Please find the number of lines in the material below where the string "building" occurs, and give only that number.

-- Opening Marker --

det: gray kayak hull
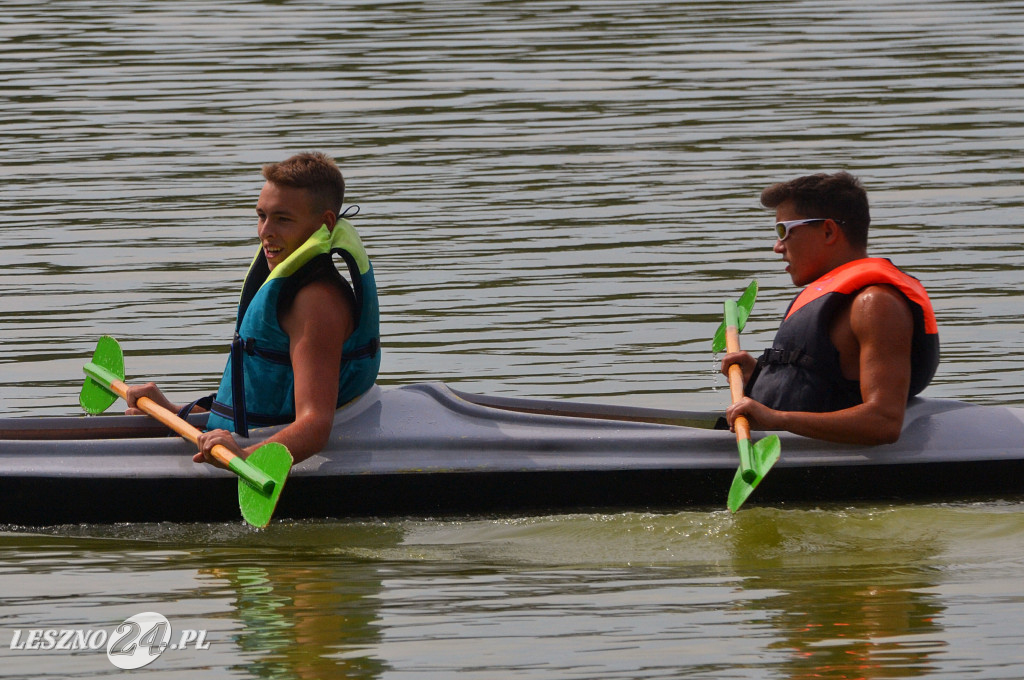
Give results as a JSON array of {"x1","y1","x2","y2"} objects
[{"x1": 1, "y1": 383, "x2": 1023, "y2": 524}]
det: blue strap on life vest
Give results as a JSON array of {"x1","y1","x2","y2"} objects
[{"x1": 229, "y1": 334, "x2": 249, "y2": 437}]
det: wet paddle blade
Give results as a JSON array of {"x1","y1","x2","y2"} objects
[
  {"x1": 727, "y1": 434, "x2": 781, "y2": 513},
  {"x1": 712, "y1": 280, "x2": 758, "y2": 353},
  {"x1": 237, "y1": 442, "x2": 293, "y2": 528},
  {"x1": 80, "y1": 335, "x2": 125, "y2": 414}
]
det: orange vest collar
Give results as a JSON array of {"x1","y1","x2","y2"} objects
[{"x1": 786, "y1": 257, "x2": 938, "y2": 334}]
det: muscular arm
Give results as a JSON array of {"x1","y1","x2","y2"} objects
[
  {"x1": 726, "y1": 285, "x2": 914, "y2": 445},
  {"x1": 267, "y1": 280, "x2": 354, "y2": 462},
  {"x1": 196, "y1": 279, "x2": 354, "y2": 466}
]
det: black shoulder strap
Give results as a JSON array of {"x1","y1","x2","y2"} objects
[
  {"x1": 277, "y1": 253, "x2": 356, "y2": 317},
  {"x1": 237, "y1": 254, "x2": 271, "y2": 328}
]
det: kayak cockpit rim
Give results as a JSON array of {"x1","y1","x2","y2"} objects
[{"x1": 444, "y1": 385, "x2": 720, "y2": 429}]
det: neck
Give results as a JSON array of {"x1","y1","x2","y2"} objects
[{"x1": 824, "y1": 246, "x2": 869, "y2": 274}]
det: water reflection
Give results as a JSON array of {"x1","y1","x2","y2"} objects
[
  {"x1": 6, "y1": 506, "x2": 1024, "y2": 678},
  {"x1": 0, "y1": 523, "x2": 403, "y2": 677},
  {"x1": 729, "y1": 509, "x2": 945, "y2": 679},
  {"x1": 206, "y1": 562, "x2": 386, "y2": 679}
]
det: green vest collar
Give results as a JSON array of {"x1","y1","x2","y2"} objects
[{"x1": 260, "y1": 218, "x2": 370, "y2": 287}]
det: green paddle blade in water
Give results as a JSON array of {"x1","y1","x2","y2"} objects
[{"x1": 237, "y1": 442, "x2": 293, "y2": 528}]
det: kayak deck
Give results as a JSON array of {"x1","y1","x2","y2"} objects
[{"x1": 1, "y1": 383, "x2": 1023, "y2": 524}]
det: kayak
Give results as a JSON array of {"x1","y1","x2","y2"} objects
[{"x1": 2, "y1": 382, "x2": 1023, "y2": 525}]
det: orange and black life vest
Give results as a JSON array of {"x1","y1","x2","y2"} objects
[{"x1": 747, "y1": 258, "x2": 939, "y2": 412}]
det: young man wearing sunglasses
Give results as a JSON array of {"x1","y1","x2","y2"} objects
[{"x1": 721, "y1": 172, "x2": 939, "y2": 444}]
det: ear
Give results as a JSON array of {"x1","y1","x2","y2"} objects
[
  {"x1": 321, "y1": 210, "x2": 338, "y2": 231},
  {"x1": 821, "y1": 218, "x2": 843, "y2": 245}
]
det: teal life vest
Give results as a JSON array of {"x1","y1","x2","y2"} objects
[{"x1": 205, "y1": 219, "x2": 381, "y2": 436}]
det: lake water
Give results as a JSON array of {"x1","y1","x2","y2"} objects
[{"x1": 2, "y1": 0, "x2": 1024, "y2": 677}]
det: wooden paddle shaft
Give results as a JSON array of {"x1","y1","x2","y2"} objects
[
  {"x1": 108, "y1": 379, "x2": 240, "y2": 469},
  {"x1": 725, "y1": 325, "x2": 753, "y2": 442}
]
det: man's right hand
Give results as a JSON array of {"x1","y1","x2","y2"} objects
[
  {"x1": 124, "y1": 382, "x2": 178, "y2": 415},
  {"x1": 720, "y1": 351, "x2": 758, "y2": 385}
]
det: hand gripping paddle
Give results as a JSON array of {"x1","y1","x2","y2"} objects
[
  {"x1": 715, "y1": 285, "x2": 781, "y2": 512},
  {"x1": 80, "y1": 336, "x2": 292, "y2": 527}
]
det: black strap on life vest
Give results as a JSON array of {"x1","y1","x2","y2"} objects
[
  {"x1": 230, "y1": 334, "x2": 378, "y2": 365},
  {"x1": 176, "y1": 393, "x2": 214, "y2": 420}
]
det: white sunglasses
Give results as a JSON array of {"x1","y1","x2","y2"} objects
[{"x1": 774, "y1": 217, "x2": 843, "y2": 241}]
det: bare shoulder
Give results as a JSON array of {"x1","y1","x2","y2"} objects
[
  {"x1": 850, "y1": 284, "x2": 913, "y2": 337},
  {"x1": 292, "y1": 278, "x2": 353, "y2": 309},
  {"x1": 282, "y1": 279, "x2": 355, "y2": 340}
]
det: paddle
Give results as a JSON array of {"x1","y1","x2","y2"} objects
[
  {"x1": 79, "y1": 336, "x2": 292, "y2": 527},
  {"x1": 712, "y1": 279, "x2": 758, "y2": 355},
  {"x1": 717, "y1": 292, "x2": 781, "y2": 512}
]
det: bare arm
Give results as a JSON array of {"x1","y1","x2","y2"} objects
[
  {"x1": 725, "y1": 285, "x2": 914, "y2": 445},
  {"x1": 196, "y1": 279, "x2": 354, "y2": 465}
]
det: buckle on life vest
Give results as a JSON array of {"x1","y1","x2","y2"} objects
[{"x1": 759, "y1": 348, "x2": 815, "y2": 369}]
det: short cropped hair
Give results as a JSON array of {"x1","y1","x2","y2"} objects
[
  {"x1": 262, "y1": 151, "x2": 345, "y2": 216},
  {"x1": 761, "y1": 171, "x2": 870, "y2": 249}
]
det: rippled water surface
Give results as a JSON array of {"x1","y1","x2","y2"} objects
[
  {"x1": 5, "y1": 506, "x2": 1024, "y2": 678},
  {"x1": 2, "y1": 1, "x2": 1024, "y2": 677}
]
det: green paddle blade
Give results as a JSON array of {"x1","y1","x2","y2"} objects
[
  {"x1": 80, "y1": 335, "x2": 125, "y2": 414},
  {"x1": 237, "y1": 442, "x2": 293, "y2": 528},
  {"x1": 727, "y1": 434, "x2": 781, "y2": 513},
  {"x1": 712, "y1": 280, "x2": 758, "y2": 353}
]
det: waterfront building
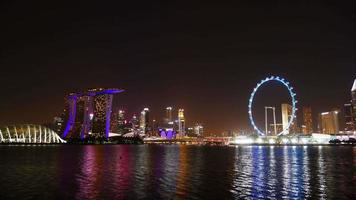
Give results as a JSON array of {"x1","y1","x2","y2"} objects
[
  {"x1": 53, "y1": 116, "x2": 64, "y2": 134},
  {"x1": 269, "y1": 123, "x2": 283, "y2": 134},
  {"x1": 166, "y1": 107, "x2": 173, "y2": 122},
  {"x1": 352, "y1": 79, "x2": 356, "y2": 112},
  {"x1": 177, "y1": 109, "x2": 185, "y2": 137},
  {"x1": 140, "y1": 108, "x2": 150, "y2": 134},
  {"x1": 302, "y1": 106, "x2": 313, "y2": 135},
  {"x1": 130, "y1": 114, "x2": 140, "y2": 131},
  {"x1": 344, "y1": 103, "x2": 354, "y2": 131},
  {"x1": 62, "y1": 88, "x2": 124, "y2": 140},
  {"x1": 281, "y1": 103, "x2": 298, "y2": 134},
  {"x1": 318, "y1": 109, "x2": 340, "y2": 134},
  {"x1": 186, "y1": 127, "x2": 195, "y2": 137},
  {"x1": 194, "y1": 123, "x2": 203, "y2": 137},
  {"x1": 0, "y1": 124, "x2": 66, "y2": 143},
  {"x1": 349, "y1": 79, "x2": 356, "y2": 131}
]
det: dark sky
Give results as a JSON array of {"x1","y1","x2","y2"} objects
[{"x1": 0, "y1": 1, "x2": 355, "y2": 133}]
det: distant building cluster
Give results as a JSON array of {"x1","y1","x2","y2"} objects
[
  {"x1": 118, "y1": 106, "x2": 204, "y2": 139},
  {"x1": 51, "y1": 79, "x2": 355, "y2": 139},
  {"x1": 238, "y1": 79, "x2": 356, "y2": 136},
  {"x1": 53, "y1": 87, "x2": 204, "y2": 141}
]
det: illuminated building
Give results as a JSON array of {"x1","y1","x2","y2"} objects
[
  {"x1": 194, "y1": 123, "x2": 203, "y2": 137},
  {"x1": 162, "y1": 107, "x2": 174, "y2": 130},
  {"x1": 186, "y1": 127, "x2": 194, "y2": 137},
  {"x1": 281, "y1": 103, "x2": 298, "y2": 134},
  {"x1": 350, "y1": 79, "x2": 356, "y2": 131},
  {"x1": 166, "y1": 107, "x2": 173, "y2": 122},
  {"x1": 151, "y1": 119, "x2": 159, "y2": 136},
  {"x1": 130, "y1": 115, "x2": 139, "y2": 130},
  {"x1": 318, "y1": 110, "x2": 340, "y2": 134},
  {"x1": 0, "y1": 124, "x2": 66, "y2": 143},
  {"x1": 302, "y1": 106, "x2": 313, "y2": 135},
  {"x1": 110, "y1": 109, "x2": 125, "y2": 133},
  {"x1": 343, "y1": 80, "x2": 356, "y2": 132},
  {"x1": 53, "y1": 116, "x2": 64, "y2": 134},
  {"x1": 269, "y1": 123, "x2": 283, "y2": 134},
  {"x1": 140, "y1": 108, "x2": 150, "y2": 134},
  {"x1": 352, "y1": 79, "x2": 356, "y2": 110},
  {"x1": 344, "y1": 103, "x2": 353, "y2": 131},
  {"x1": 177, "y1": 109, "x2": 185, "y2": 137},
  {"x1": 62, "y1": 88, "x2": 124, "y2": 140}
]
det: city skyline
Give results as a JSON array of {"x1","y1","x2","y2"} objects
[{"x1": 0, "y1": 1, "x2": 355, "y2": 133}]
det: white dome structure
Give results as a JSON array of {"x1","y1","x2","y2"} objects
[{"x1": 0, "y1": 124, "x2": 66, "y2": 144}]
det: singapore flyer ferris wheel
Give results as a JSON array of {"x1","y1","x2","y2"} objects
[{"x1": 248, "y1": 76, "x2": 297, "y2": 136}]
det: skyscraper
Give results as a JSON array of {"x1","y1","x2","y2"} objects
[
  {"x1": 344, "y1": 103, "x2": 353, "y2": 131},
  {"x1": 281, "y1": 103, "x2": 298, "y2": 134},
  {"x1": 344, "y1": 79, "x2": 356, "y2": 132},
  {"x1": 177, "y1": 109, "x2": 185, "y2": 137},
  {"x1": 163, "y1": 107, "x2": 174, "y2": 130},
  {"x1": 350, "y1": 79, "x2": 356, "y2": 131},
  {"x1": 166, "y1": 107, "x2": 173, "y2": 122},
  {"x1": 130, "y1": 114, "x2": 139, "y2": 130},
  {"x1": 318, "y1": 110, "x2": 340, "y2": 134},
  {"x1": 302, "y1": 106, "x2": 313, "y2": 135},
  {"x1": 62, "y1": 88, "x2": 124, "y2": 140},
  {"x1": 140, "y1": 108, "x2": 150, "y2": 134},
  {"x1": 194, "y1": 123, "x2": 203, "y2": 137}
]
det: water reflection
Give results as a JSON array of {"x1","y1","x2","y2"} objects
[
  {"x1": 232, "y1": 146, "x2": 327, "y2": 199},
  {"x1": 76, "y1": 146, "x2": 104, "y2": 200},
  {"x1": 0, "y1": 145, "x2": 354, "y2": 199}
]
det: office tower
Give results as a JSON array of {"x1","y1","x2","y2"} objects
[
  {"x1": 53, "y1": 116, "x2": 64, "y2": 134},
  {"x1": 151, "y1": 119, "x2": 159, "y2": 136},
  {"x1": 344, "y1": 103, "x2": 353, "y2": 131},
  {"x1": 194, "y1": 123, "x2": 203, "y2": 137},
  {"x1": 62, "y1": 88, "x2": 124, "y2": 140},
  {"x1": 166, "y1": 107, "x2": 173, "y2": 122},
  {"x1": 140, "y1": 108, "x2": 150, "y2": 134},
  {"x1": 302, "y1": 106, "x2": 313, "y2": 135},
  {"x1": 352, "y1": 79, "x2": 356, "y2": 111},
  {"x1": 130, "y1": 115, "x2": 139, "y2": 130},
  {"x1": 318, "y1": 110, "x2": 340, "y2": 134},
  {"x1": 281, "y1": 103, "x2": 298, "y2": 134},
  {"x1": 350, "y1": 79, "x2": 356, "y2": 131},
  {"x1": 163, "y1": 107, "x2": 174, "y2": 130},
  {"x1": 177, "y1": 109, "x2": 185, "y2": 137}
]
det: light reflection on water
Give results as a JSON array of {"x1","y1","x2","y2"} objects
[{"x1": 0, "y1": 145, "x2": 355, "y2": 199}]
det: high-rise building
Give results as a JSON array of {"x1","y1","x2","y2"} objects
[
  {"x1": 111, "y1": 109, "x2": 126, "y2": 134},
  {"x1": 343, "y1": 79, "x2": 356, "y2": 132},
  {"x1": 318, "y1": 110, "x2": 340, "y2": 134},
  {"x1": 352, "y1": 79, "x2": 356, "y2": 110},
  {"x1": 140, "y1": 108, "x2": 150, "y2": 134},
  {"x1": 53, "y1": 116, "x2": 64, "y2": 134},
  {"x1": 302, "y1": 106, "x2": 313, "y2": 135},
  {"x1": 166, "y1": 107, "x2": 173, "y2": 122},
  {"x1": 281, "y1": 103, "x2": 298, "y2": 134},
  {"x1": 350, "y1": 79, "x2": 356, "y2": 131},
  {"x1": 151, "y1": 119, "x2": 159, "y2": 136},
  {"x1": 194, "y1": 123, "x2": 203, "y2": 137},
  {"x1": 62, "y1": 88, "x2": 124, "y2": 140},
  {"x1": 344, "y1": 103, "x2": 353, "y2": 131},
  {"x1": 163, "y1": 107, "x2": 174, "y2": 130},
  {"x1": 177, "y1": 109, "x2": 185, "y2": 137},
  {"x1": 130, "y1": 114, "x2": 139, "y2": 130}
]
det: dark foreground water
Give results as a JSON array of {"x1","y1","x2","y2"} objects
[{"x1": 0, "y1": 145, "x2": 355, "y2": 200}]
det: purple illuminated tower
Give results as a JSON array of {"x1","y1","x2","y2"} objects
[{"x1": 62, "y1": 88, "x2": 124, "y2": 140}]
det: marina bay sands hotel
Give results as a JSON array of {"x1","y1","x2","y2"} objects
[{"x1": 62, "y1": 88, "x2": 124, "y2": 140}]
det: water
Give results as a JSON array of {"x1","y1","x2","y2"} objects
[{"x1": 0, "y1": 145, "x2": 355, "y2": 199}]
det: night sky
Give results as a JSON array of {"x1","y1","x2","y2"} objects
[{"x1": 0, "y1": 1, "x2": 355, "y2": 133}]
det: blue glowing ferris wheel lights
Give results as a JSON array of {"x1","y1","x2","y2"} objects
[{"x1": 248, "y1": 76, "x2": 297, "y2": 136}]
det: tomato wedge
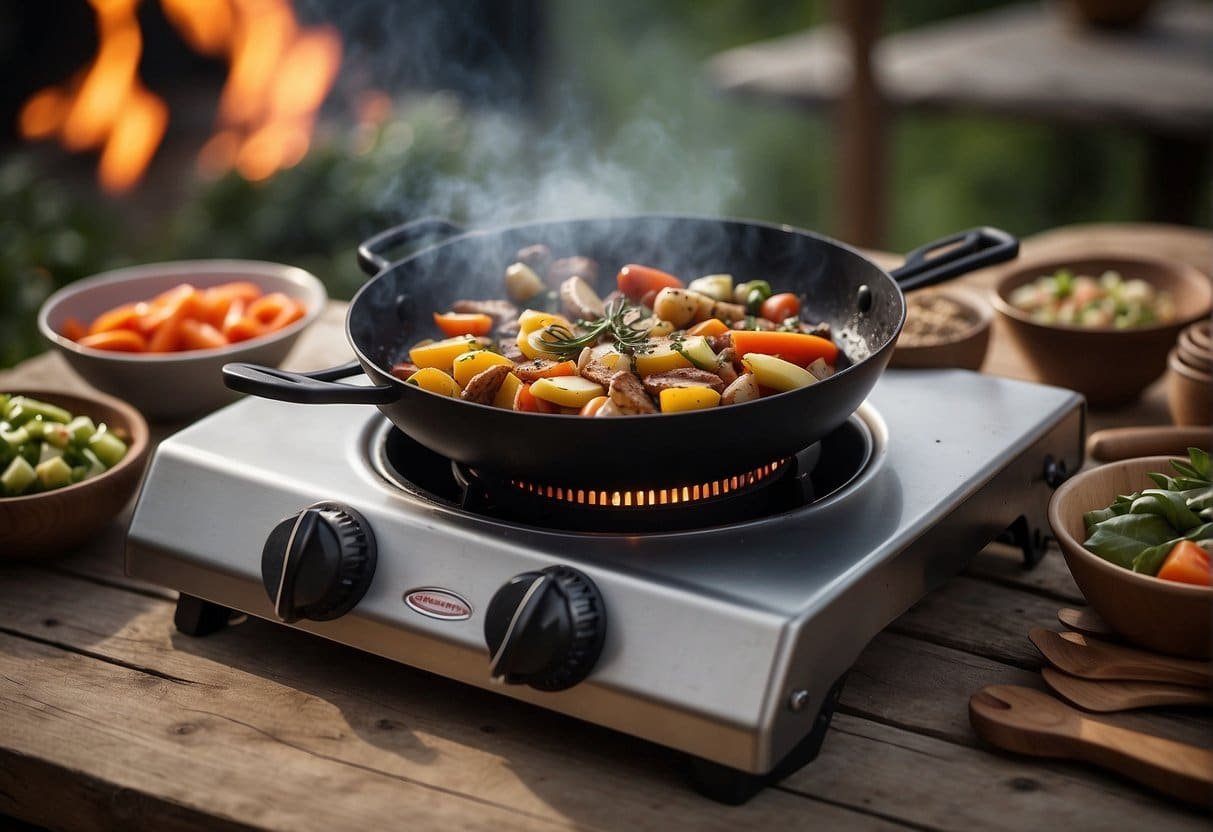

-- Closing Marker --

# Output for this task:
4